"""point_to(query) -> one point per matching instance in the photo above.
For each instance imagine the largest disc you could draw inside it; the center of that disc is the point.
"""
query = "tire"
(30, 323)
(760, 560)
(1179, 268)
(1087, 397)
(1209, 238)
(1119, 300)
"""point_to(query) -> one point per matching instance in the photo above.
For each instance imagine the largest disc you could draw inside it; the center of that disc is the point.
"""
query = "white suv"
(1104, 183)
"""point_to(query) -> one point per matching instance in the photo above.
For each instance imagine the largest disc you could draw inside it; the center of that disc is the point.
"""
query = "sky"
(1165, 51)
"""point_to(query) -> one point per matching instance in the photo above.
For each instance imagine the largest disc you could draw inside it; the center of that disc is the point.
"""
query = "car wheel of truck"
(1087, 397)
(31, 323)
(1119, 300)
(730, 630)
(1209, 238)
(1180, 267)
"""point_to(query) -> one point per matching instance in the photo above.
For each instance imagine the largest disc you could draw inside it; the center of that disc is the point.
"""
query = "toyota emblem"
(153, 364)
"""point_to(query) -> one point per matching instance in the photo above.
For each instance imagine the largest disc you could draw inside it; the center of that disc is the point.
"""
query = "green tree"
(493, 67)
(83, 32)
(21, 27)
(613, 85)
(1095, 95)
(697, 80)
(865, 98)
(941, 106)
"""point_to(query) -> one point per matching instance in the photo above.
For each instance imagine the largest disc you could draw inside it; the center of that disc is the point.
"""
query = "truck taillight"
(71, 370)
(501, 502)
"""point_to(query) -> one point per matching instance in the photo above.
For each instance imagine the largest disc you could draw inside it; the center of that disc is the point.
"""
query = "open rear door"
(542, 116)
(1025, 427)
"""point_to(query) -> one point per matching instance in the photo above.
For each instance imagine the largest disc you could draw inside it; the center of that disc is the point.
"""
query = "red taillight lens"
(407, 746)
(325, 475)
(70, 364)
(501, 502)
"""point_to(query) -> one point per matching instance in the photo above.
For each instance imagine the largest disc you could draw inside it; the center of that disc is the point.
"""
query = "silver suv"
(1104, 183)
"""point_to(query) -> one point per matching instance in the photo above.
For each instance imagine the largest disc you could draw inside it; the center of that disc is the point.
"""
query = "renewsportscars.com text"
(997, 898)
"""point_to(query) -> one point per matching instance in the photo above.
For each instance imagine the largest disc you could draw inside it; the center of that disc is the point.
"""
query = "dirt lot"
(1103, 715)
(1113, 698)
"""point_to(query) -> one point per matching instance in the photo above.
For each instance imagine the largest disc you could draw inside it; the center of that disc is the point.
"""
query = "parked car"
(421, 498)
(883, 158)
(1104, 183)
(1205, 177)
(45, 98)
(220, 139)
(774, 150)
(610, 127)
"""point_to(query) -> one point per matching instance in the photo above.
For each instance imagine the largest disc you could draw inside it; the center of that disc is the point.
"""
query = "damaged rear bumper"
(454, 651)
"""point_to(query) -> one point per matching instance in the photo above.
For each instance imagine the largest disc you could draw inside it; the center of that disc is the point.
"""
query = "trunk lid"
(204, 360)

------------------------

## What the task asks
Count the lines in the records above that contain the string "rear". Reply with the number alone.

## Answer to this task
2